Required task
Select each line in the records below that contains the string "upper", and copy those lines out unchanged.

Listing
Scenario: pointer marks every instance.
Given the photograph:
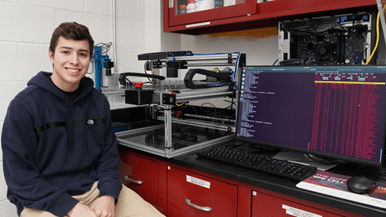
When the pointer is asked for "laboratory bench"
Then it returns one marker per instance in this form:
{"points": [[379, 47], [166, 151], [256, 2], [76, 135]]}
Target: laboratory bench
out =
{"points": [[189, 185]]}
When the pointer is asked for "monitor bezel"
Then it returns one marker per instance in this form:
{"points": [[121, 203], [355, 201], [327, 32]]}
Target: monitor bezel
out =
{"points": [[333, 157]]}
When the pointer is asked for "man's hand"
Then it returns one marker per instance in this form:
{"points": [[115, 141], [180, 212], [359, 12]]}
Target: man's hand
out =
{"points": [[104, 206], [81, 210]]}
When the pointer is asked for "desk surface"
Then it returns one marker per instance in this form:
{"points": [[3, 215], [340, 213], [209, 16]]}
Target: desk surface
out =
{"points": [[272, 183]]}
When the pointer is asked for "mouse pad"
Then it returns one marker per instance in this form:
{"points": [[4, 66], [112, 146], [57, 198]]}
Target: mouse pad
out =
{"points": [[335, 185]]}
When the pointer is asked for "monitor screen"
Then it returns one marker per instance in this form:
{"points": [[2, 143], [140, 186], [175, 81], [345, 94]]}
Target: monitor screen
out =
{"points": [[333, 111]]}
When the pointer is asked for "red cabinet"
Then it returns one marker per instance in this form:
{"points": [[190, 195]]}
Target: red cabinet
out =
{"points": [[266, 205], [190, 194], [179, 191], [248, 14], [140, 175]]}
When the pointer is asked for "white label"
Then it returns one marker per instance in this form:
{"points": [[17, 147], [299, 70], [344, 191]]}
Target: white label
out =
{"points": [[198, 182], [197, 24], [298, 212]]}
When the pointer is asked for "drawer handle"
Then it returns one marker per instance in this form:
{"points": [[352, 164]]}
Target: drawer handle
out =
{"points": [[134, 181], [206, 209]]}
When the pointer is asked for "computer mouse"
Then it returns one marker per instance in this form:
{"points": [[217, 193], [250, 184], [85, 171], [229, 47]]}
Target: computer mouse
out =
{"points": [[360, 184]]}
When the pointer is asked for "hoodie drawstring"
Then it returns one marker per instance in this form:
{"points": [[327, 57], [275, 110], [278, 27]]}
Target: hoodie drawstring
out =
{"points": [[84, 128]]}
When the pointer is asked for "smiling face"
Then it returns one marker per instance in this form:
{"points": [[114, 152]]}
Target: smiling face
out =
{"points": [[71, 61]]}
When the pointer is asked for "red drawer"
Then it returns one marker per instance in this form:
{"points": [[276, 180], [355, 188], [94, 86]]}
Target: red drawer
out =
{"points": [[140, 175], [193, 195], [266, 205]]}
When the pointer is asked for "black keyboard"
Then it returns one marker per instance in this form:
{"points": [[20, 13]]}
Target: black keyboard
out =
{"points": [[258, 162]]}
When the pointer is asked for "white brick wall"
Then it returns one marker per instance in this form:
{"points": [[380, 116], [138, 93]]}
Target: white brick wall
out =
{"points": [[25, 31]]}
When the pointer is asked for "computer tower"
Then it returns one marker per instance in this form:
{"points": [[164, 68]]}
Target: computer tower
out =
{"points": [[344, 39]]}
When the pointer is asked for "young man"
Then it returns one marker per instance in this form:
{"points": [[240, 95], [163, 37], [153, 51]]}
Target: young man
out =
{"points": [[59, 151]]}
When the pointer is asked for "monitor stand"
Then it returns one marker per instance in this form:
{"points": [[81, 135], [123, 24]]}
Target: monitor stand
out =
{"points": [[302, 158]]}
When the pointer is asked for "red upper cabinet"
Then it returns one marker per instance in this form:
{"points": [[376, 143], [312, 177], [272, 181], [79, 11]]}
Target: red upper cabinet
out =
{"points": [[248, 14], [180, 12]]}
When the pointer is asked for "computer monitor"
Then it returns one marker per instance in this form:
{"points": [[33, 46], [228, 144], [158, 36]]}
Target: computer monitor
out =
{"points": [[331, 111]]}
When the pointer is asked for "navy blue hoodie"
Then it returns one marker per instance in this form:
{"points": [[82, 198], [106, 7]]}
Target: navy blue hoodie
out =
{"points": [[54, 148]]}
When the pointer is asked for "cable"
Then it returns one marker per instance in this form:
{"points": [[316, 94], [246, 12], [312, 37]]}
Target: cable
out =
{"points": [[376, 43]]}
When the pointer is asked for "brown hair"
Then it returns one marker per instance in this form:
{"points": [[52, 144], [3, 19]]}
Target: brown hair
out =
{"points": [[74, 31]]}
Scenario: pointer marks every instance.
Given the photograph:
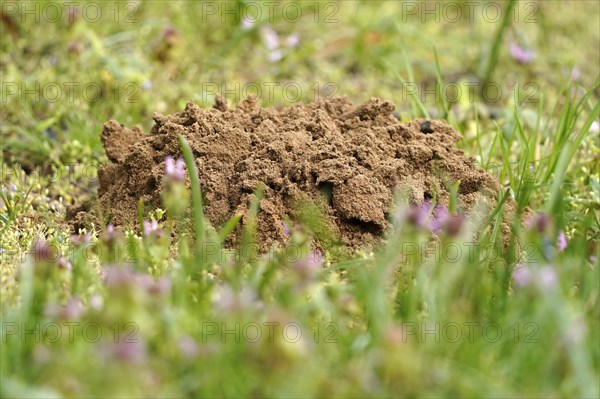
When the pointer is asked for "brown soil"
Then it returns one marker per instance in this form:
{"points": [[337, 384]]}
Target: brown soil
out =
{"points": [[359, 154]]}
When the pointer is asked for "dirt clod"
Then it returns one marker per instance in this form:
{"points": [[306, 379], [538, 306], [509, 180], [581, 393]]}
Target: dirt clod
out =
{"points": [[350, 158]]}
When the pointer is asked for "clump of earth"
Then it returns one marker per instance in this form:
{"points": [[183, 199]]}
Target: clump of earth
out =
{"points": [[349, 158]]}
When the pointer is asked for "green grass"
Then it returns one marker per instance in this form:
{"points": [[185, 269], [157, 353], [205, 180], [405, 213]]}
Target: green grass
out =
{"points": [[416, 316]]}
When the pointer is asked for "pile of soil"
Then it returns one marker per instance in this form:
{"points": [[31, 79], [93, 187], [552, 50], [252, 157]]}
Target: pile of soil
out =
{"points": [[351, 158]]}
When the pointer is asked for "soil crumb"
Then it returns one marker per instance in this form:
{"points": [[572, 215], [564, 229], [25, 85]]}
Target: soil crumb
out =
{"points": [[349, 158]]}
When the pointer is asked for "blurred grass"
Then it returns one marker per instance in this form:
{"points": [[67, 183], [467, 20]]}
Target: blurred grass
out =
{"points": [[538, 138]]}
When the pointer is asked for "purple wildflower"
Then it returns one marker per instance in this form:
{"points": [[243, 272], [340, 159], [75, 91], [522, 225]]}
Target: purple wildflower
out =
{"points": [[561, 241], [175, 170], [544, 277], [110, 235], [307, 266], [417, 216], [64, 264], [540, 221], [521, 55], [292, 40], [188, 347]]}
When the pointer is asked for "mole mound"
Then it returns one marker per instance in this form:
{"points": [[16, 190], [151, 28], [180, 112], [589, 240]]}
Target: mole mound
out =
{"points": [[351, 158]]}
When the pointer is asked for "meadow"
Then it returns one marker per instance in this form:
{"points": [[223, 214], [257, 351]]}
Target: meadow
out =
{"points": [[457, 309]]}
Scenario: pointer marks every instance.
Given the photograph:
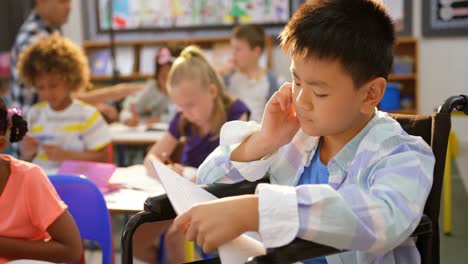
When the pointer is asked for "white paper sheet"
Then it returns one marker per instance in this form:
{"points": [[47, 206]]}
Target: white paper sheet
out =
{"points": [[183, 194]]}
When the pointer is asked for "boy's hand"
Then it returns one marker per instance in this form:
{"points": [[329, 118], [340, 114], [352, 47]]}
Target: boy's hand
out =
{"points": [[28, 147], [280, 124], [54, 152], [215, 223]]}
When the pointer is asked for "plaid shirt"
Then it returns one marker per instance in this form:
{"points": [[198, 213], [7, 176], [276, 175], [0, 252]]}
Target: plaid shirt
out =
{"points": [[378, 185], [34, 26]]}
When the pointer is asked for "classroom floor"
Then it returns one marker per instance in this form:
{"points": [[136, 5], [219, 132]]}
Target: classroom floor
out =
{"points": [[453, 248]]}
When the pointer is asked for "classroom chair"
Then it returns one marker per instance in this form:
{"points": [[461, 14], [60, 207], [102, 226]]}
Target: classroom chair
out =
{"points": [[433, 129], [89, 210]]}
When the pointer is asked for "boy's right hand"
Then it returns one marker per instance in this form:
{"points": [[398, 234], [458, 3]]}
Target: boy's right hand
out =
{"points": [[132, 121], [279, 123], [28, 147]]}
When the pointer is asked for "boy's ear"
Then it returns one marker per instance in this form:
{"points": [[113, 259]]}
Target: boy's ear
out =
{"points": [[374, 91]]}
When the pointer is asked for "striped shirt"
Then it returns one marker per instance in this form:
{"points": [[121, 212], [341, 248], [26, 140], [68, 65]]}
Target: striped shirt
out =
{"points": [[80, 127], [378, 185], [34, 27]]}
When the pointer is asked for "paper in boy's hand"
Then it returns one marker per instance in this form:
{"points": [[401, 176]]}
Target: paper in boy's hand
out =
{"points": [[183, 194]]}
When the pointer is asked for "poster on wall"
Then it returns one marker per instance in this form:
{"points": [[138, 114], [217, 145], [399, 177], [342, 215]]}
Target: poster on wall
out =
{"points": [[445, 18], [128, 15], [401, 13]]}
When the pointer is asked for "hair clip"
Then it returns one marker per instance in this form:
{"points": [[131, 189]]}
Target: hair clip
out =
{"points": [[165, 56], [12, 111]]}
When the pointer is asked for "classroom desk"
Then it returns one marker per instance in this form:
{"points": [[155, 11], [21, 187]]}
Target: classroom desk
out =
{"points": [[136, 187], [140, 135]]}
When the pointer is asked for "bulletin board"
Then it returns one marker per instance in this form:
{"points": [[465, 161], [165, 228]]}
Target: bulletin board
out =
{"points": [[131, 15], [445, 18]]}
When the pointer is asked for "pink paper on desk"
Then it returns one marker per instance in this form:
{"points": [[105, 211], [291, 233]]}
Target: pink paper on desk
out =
{"points": [[97, 172]]}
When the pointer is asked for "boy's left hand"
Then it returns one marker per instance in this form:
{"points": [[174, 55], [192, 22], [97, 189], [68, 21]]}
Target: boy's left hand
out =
{"points": [[54, 152], [215, 223]]}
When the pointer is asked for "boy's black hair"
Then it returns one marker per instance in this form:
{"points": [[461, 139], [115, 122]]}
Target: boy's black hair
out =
{"points": [[358, 33], [18, 128]]}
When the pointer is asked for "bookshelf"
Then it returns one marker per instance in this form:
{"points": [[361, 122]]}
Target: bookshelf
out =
{"points": [[405, 47], [137, 51]]}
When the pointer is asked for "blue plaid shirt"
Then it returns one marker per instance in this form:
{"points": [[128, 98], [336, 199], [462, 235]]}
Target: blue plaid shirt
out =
{"points": [[378, 185]]}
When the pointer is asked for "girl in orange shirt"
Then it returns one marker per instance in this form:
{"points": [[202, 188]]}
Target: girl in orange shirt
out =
{"points": [[34, 221]]}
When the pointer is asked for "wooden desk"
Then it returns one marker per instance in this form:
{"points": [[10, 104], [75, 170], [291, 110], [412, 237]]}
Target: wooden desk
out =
{"points": [[140, 135], [137, 186]]}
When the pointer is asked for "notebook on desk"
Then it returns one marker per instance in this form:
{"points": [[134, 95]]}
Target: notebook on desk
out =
{"points": [[183, 194], [97, 172]]}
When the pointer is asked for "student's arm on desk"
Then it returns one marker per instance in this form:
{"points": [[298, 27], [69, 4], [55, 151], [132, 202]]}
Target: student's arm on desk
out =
{"points": [[161, 150], [57, 153], [113, 93], [65, 244]]}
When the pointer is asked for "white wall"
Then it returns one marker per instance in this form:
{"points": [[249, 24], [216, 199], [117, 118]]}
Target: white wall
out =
{"points": [[443, 70]]}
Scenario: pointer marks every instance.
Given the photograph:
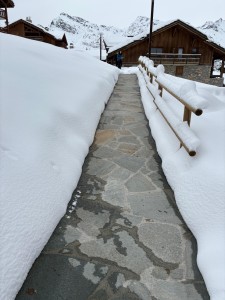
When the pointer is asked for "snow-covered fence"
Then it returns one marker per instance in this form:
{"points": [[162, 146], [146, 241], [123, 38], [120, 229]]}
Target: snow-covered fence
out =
{"points": [[156, 82]]}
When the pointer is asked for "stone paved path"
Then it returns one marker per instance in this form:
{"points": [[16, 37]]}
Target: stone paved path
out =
{"points": [[125, 239]]}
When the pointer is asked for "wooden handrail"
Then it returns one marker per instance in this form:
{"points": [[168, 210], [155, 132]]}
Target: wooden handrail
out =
{"points": [[188, 108], [197, 111]]}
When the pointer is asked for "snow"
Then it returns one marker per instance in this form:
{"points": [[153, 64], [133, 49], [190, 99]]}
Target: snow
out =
{"points": [[51, 103], [198, 182]]}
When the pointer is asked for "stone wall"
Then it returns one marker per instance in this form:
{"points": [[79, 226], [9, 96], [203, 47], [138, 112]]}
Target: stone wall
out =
{"points": [[200, 73]]}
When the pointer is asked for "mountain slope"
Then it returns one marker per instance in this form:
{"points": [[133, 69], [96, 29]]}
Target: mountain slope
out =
{"points": [[85, 35], [215, 31]]}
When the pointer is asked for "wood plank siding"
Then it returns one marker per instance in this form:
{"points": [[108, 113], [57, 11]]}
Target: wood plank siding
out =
{"points": [[176, 39]]}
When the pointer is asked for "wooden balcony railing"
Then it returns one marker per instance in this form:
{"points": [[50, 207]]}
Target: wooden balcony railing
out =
{"points": [[156, 83], [175, 59]]}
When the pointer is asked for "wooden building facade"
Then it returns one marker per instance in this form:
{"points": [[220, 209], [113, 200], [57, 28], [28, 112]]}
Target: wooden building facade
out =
{"points": [[4, 5], [28, 30], [176, 44]]}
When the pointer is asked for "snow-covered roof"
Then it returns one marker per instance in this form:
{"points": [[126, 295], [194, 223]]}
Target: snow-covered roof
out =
{"points": [[159, 26]]}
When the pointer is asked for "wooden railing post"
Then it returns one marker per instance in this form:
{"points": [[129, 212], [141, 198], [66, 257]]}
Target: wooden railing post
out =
{"points": [[161, 90], [187, 116]]}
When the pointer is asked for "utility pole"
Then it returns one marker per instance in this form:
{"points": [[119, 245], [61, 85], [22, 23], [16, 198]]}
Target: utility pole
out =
{"points": [[100, 46], [150, 31]]}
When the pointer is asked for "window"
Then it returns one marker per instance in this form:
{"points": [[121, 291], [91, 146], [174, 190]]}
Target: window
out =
{"points": [[156, 50]]}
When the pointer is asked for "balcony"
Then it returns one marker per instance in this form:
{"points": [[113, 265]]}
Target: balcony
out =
{"points": [[175, 59]]}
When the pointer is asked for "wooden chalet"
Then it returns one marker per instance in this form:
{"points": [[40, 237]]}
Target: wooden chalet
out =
{"points": [[4, 5], [176, 45], [28, 30]]}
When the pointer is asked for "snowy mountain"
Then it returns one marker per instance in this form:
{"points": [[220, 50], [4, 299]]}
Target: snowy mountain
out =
{"points": [[85, 35], [215, 31], [139, 26], [82, 33]]}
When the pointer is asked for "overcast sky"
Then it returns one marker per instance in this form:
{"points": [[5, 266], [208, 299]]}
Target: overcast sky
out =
{"points": [[119, 13]]}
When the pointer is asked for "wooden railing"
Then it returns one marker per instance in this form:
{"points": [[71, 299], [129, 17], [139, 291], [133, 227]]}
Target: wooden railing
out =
{"points": [[157, 82], [175, 59]]}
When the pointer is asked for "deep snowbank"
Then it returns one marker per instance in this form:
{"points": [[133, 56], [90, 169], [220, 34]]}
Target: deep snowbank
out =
{"points": [[51, 102], [198, 182]]}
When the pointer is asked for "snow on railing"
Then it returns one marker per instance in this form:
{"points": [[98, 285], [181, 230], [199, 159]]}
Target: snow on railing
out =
{"points": [[186, 94]]}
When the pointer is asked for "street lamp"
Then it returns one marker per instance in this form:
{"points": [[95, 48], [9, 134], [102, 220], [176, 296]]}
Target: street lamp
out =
{"points": [[150, 31]]}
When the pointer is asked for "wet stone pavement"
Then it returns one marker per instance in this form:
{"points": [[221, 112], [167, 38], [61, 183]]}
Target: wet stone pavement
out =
{"points": [[122, 237]]}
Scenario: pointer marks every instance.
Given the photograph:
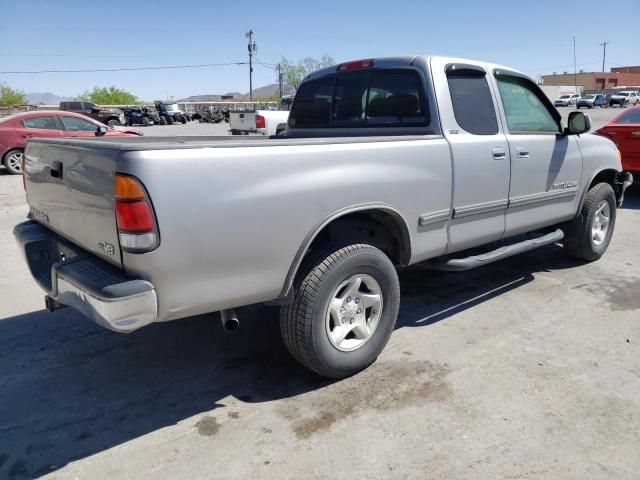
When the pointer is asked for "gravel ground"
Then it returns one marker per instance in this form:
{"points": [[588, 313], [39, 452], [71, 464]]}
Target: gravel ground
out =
{"points": [[524, 369]]}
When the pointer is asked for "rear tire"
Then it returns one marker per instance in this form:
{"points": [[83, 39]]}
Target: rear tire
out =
{"points": [[595, 224], [13, 161], [344, 310]]}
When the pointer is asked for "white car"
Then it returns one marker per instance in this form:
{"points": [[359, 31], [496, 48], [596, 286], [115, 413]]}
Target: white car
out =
{"points": [[566, 100], [624, 98]]}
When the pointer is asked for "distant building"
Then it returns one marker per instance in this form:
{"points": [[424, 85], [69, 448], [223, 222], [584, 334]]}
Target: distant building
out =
{"points": [[617, 77]]}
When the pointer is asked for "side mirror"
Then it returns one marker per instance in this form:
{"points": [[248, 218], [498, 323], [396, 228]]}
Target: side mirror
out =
{"points": [[578, 123]]}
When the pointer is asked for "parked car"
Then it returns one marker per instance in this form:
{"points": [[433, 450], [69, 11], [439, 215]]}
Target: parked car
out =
{"points": [[141, 116], [624, 98], [17, 129], [591, 100], [170, 112], [566, 100], [384, 162], [113, 117], [624, 131]]}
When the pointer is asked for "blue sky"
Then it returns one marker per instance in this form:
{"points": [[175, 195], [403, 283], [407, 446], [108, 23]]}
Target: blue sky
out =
{"points": [[535, 37]]}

Exercise solution
When the pointer is asked for "red upper cabinet"
Target: red upper cabinet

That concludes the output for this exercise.